The listing below contains a span that opens with the line containing "like point(268, 175)" and closes with the line containing "Mark the brown". Return that span exactly.

Start of Available data

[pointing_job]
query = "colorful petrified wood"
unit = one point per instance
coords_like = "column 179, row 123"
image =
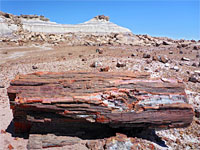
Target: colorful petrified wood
column 117, row 99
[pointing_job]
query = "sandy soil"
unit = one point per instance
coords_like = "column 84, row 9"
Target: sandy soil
column 20, row 60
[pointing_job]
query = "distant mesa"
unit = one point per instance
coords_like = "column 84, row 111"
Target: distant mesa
column 102, row 17
column 34, row 23
column 96, row 31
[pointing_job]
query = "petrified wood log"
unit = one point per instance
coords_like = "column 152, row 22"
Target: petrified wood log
column 117, row 99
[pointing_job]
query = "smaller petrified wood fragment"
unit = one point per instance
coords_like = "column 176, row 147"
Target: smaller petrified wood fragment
column 113, row 98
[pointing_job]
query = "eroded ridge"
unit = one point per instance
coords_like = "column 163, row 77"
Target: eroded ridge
column 128, row 99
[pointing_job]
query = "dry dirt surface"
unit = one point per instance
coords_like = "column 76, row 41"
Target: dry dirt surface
column 165, row 61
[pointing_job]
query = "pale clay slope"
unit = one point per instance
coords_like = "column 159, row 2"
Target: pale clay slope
column 6, row 29
column 94, row 26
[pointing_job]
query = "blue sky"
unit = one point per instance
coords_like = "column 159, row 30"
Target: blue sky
column 172, row 18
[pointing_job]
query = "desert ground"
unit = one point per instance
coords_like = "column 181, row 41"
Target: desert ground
column 180, row 63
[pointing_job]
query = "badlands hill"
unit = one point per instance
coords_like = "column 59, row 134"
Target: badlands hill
column 34, row 23
column 26, row 29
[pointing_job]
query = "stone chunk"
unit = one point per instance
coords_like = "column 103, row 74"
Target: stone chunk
column 116, row 99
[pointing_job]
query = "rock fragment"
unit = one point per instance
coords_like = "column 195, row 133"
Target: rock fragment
column 120, row 64
column 146, row 55
column 185, row 59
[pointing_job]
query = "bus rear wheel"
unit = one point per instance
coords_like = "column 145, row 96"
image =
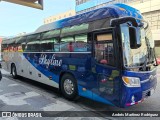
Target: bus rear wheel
column 69, row 87
column 14, row 71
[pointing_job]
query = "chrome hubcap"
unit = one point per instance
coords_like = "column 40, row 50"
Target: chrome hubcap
column 68, row 86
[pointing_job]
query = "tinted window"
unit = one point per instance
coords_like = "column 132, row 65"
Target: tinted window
column 81, row 44
column 33, row 43
column 50, row 45
column 104, row 52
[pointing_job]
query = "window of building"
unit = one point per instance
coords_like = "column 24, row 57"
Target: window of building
column 66, row 44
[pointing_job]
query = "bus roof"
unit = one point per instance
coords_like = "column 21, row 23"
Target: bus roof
column 109, row 11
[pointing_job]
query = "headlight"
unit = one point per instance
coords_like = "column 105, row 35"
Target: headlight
column 131, row 81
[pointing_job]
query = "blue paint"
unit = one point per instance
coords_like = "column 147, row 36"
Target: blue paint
column 102, row 83
column 90, row 4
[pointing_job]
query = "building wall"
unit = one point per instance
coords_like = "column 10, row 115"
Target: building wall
column 59, row 16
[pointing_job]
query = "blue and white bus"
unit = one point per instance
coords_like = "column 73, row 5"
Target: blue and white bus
column 106, row 55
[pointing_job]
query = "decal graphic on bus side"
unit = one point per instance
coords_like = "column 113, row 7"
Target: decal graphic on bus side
column 51, row 61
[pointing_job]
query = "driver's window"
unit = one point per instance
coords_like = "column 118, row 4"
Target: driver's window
column 104, row 52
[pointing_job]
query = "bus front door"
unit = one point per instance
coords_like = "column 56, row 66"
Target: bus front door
column 106, row 74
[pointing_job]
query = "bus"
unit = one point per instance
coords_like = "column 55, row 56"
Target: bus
column 106, row 55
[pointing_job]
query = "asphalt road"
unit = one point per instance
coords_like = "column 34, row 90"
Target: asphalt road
column 23, row 95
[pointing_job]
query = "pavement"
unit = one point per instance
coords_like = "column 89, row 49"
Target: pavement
column 24, row 95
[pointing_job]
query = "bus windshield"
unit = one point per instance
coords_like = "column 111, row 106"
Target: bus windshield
column 139, row 56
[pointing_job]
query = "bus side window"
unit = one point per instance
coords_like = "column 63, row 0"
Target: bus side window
column 49, row 45
column 104, row 52
column 66, row 44
column 81, row 44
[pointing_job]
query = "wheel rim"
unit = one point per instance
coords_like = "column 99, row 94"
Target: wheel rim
column 68, row 86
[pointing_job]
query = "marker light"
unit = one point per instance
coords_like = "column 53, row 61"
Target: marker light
column 131, row 81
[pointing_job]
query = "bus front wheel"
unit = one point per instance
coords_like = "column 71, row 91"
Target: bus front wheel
column 69, row 87
column 14, row 71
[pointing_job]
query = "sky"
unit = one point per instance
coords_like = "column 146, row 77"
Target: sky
column 15, row 19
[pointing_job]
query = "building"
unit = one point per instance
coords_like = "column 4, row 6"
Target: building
column 59, row 16
column 150, row 9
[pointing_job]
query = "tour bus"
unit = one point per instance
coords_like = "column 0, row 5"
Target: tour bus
column 106, row 55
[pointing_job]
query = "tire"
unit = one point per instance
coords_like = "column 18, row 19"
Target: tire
column 14, row 71
column 69, row 87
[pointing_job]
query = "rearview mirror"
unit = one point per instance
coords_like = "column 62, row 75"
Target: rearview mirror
column 135, row 40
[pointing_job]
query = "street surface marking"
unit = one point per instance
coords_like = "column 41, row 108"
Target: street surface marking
column 58, row 106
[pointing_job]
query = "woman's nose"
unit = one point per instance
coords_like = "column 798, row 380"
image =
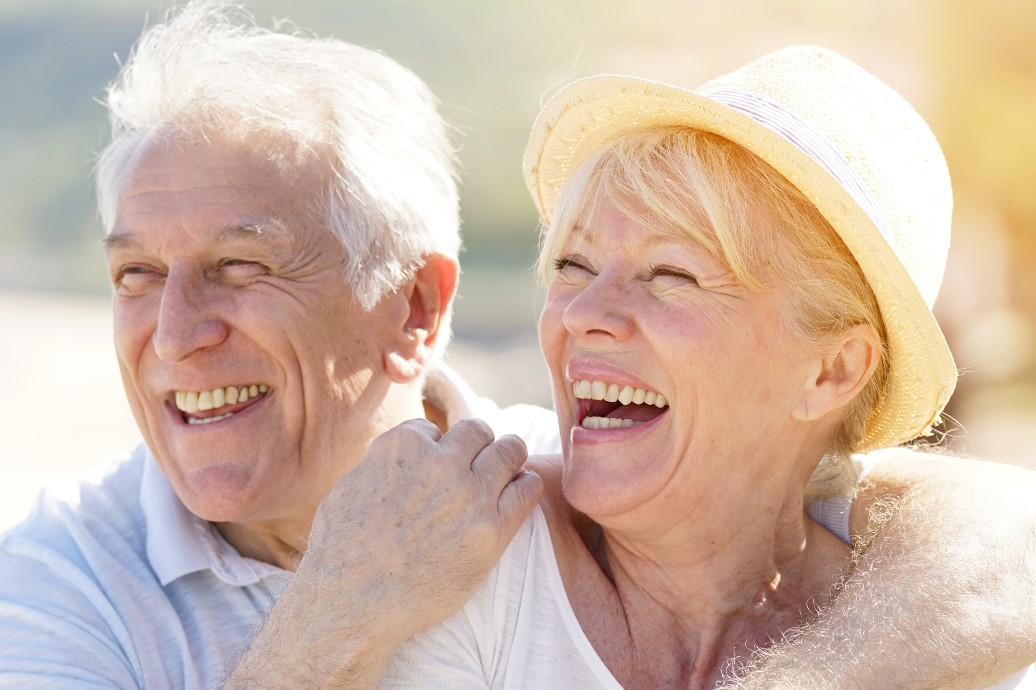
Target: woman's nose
column 188, row 319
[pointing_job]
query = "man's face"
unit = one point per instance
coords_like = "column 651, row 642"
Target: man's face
column 228, row 290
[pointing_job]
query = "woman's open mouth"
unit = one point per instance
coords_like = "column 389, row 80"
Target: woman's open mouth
column 605, row 405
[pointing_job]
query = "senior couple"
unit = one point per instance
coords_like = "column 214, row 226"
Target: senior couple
column 739, row 290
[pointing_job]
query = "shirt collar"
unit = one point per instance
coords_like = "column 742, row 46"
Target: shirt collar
column 180, row 543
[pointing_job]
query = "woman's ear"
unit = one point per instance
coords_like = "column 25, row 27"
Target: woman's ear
column 427, row 297
column 839, row 373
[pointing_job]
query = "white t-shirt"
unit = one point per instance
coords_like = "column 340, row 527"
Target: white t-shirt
column 519, row 631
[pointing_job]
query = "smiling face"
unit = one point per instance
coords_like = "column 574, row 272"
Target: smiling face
column 255, row 378
column 638, row 315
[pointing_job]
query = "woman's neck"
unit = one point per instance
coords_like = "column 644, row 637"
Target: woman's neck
column 685, row 603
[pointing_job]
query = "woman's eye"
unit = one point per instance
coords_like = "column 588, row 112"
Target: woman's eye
column 569, row 263
column 671, row 272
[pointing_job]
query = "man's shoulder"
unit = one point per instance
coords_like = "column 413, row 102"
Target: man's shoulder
column 76, row 520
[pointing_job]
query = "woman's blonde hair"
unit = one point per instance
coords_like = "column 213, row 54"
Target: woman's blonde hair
column 706, row 189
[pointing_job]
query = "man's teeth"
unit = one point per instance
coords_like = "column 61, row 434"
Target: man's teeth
column 613, row 393
column 200, row 401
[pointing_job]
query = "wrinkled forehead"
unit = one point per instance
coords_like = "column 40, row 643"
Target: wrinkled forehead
column 169, row 153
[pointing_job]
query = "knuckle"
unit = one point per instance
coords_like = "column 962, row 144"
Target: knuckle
column 476, row 429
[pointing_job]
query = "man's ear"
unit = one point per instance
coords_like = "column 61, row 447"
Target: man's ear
column 839, row 373
column 427, row 297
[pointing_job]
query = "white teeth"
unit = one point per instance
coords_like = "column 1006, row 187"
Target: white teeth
column 585, row 390
column 195, row 401
column 608, row 423
column 193, row 421
column 626, row 395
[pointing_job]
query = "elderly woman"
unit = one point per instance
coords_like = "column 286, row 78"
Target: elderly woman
column 740, row 281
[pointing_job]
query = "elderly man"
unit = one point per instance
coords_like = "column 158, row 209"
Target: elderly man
column 282, row 235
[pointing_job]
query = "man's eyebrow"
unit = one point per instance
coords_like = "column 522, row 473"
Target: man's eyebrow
column 267, row 232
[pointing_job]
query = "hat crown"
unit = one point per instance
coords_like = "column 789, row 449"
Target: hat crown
column 881, row 141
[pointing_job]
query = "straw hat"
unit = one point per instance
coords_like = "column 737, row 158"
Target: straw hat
column 853, row 146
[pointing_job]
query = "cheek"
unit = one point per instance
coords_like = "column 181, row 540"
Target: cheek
column 552, row 329
column 132, row 323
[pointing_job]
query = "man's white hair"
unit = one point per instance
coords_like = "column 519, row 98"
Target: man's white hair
column 209, row 70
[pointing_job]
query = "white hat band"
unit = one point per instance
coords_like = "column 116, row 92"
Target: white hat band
column 790, row 126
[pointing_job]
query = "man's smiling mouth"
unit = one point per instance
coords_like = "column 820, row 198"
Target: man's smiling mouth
column 200, row 406
column 605, row 405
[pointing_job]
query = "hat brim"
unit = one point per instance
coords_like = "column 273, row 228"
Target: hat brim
column 593, row 112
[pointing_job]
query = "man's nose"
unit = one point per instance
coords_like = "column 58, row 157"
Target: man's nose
column 189, row 319
column 601, row 309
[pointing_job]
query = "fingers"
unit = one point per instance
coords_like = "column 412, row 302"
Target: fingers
column 517, row 500
column 498, row 462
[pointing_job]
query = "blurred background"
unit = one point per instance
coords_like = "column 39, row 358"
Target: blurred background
column 970, row 68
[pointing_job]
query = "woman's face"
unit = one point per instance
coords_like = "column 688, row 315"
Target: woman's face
column 635, row 313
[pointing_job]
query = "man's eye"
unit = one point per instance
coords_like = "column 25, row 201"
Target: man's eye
column 132, row 278
column 236, row 270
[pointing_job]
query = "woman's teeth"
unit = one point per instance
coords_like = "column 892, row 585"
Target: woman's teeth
column 607, row 423
column 613, row 393
column 200, row 401
column 623, row 396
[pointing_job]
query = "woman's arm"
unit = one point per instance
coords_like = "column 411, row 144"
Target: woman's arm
column 943, row 593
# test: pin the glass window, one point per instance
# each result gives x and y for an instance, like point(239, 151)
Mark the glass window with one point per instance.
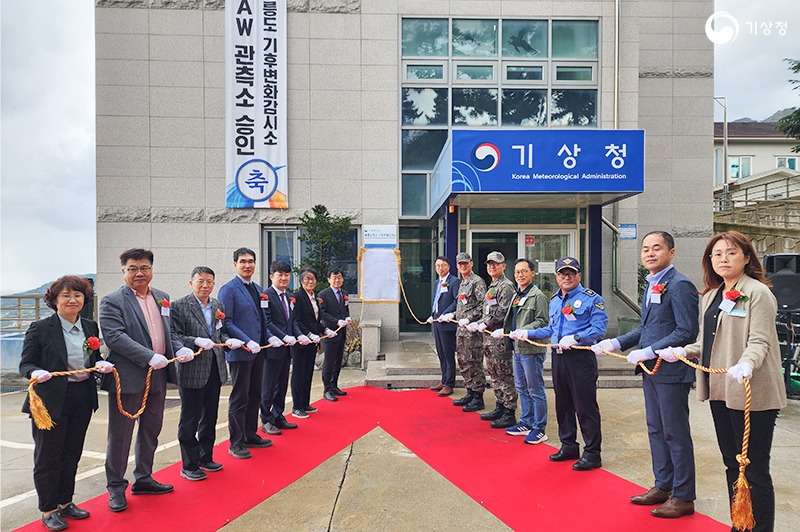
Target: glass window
point(425, 107)
point(421, 148)
point(415, 195)
point(524, 38)
point(427, 37)
point(525, 107)
point(475, 107)
point(575, 38)
point(573, 108)
point(475, 38)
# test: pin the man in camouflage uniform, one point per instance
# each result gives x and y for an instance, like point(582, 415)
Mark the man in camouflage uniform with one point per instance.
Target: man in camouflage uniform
point(499, 360)
point(469, 345)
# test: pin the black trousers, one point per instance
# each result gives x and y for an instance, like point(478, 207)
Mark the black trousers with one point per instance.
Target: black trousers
point(575, 386)
point(302, 373)
point(56, 452)
point(332, 363)
point(245, 398)
point(729, 425)
point(275, 385)
point(197, 426)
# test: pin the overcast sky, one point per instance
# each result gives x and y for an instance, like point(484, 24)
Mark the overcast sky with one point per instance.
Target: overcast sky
point(47, 142)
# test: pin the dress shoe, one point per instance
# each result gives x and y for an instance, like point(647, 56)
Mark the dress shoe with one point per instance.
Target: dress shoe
point(475, 404)
point(673, 508)
point(238, 450)
point(494, 414)
point(257, 442)
point(210, 467)
point(193, 474)
point(271, 429)
point(117, 502)
point(150, 487)
point(54, 521)
point(585, 464)
point(285, 425)
point(73, 512)
point(653, 496)
point(562, 456)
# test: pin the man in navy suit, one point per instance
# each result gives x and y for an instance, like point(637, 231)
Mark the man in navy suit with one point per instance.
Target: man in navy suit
point(283, 326)
point(669, 318)
point(246, 318)
point(443, 307)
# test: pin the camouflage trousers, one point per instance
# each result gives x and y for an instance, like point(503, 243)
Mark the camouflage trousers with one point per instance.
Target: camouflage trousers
point(470, 361)
point(500, 365)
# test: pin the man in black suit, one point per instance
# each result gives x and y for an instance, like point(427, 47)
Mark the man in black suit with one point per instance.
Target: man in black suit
point(197, 320)
point(282, 325)
point(335, 312)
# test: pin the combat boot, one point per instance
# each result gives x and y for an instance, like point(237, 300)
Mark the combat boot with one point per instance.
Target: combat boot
point(475, 404)
point(508, 419)
point(494, 414)
point(464, 400)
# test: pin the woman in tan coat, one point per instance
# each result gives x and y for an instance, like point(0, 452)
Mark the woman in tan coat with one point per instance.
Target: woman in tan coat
point(737, 331)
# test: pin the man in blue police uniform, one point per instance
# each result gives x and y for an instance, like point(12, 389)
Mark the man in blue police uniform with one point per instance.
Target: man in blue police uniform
point(577, 317)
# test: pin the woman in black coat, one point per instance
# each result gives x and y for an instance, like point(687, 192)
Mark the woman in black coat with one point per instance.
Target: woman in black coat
point(62, 342)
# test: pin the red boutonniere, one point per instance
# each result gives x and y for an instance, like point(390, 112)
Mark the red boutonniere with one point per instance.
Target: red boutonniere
point(91, 344)
point(736, 295)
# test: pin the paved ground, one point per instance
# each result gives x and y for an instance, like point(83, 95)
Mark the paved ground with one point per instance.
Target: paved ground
point(378, 482)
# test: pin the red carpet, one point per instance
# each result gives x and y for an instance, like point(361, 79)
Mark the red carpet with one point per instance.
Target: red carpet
point(516, 482)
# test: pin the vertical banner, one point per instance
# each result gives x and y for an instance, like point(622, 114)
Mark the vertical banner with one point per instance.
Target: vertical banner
point(255, 104)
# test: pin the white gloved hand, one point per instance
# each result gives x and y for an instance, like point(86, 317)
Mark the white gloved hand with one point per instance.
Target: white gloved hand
point(741, 371)
point(234, 343)
point(518, 334)
point(640, 355)
point(158, 361)
point(205, 343)
point(668, 353)
point(103, 366)
point(185, 355)
point(274, 341)
point(41, 375)
point(607, 345)
point(567, 341)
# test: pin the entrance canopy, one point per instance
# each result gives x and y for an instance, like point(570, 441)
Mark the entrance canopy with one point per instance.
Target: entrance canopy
point(538, 168)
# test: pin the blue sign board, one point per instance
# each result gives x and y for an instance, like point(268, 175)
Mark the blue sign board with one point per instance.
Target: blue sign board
point(548, 160)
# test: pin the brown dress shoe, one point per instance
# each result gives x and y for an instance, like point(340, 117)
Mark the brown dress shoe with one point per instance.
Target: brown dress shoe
point(653, 496)
point(673, 508)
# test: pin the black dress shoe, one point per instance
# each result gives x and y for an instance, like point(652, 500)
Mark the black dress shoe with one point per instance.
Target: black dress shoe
point(562, 456)
point(73, 512)
point(585, 464)
point(117, 502)
point(150, 487)
point(54, 521)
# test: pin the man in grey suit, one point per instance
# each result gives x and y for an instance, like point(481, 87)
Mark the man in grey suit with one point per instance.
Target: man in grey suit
point(669, 319)
point(135, 321)
point(198, 320)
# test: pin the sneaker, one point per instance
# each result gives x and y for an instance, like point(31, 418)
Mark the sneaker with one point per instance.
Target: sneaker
point(520, 429)
point(535, 437)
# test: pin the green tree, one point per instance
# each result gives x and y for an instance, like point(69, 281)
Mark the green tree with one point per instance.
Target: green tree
point(323, 235)
point(790, 124)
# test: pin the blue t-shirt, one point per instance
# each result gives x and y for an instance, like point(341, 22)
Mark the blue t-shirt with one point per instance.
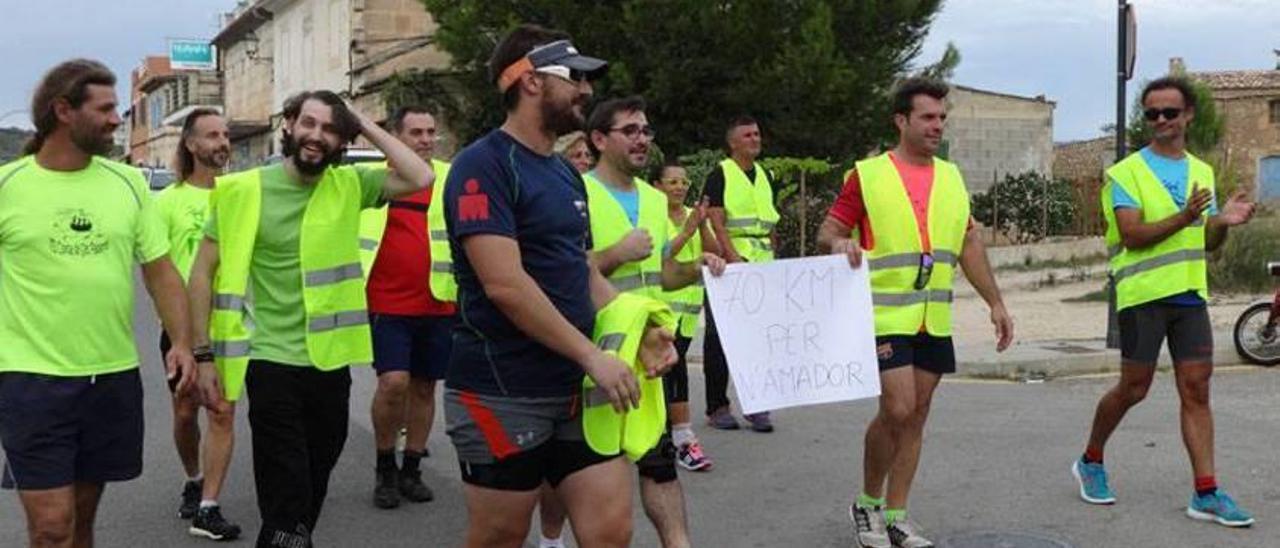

End of Available data

Answer space:
# each result gives x and y for an instance, like point(268, 175)
Mark the blue sign board with one point per instance.
Target: blue sign board
point(548, 160)
# test: pin the brown dress shoe, one point per instance
# each result gives x and y for an instance, like point(340, 117)
Mark the brown dress shoe with one point per instance.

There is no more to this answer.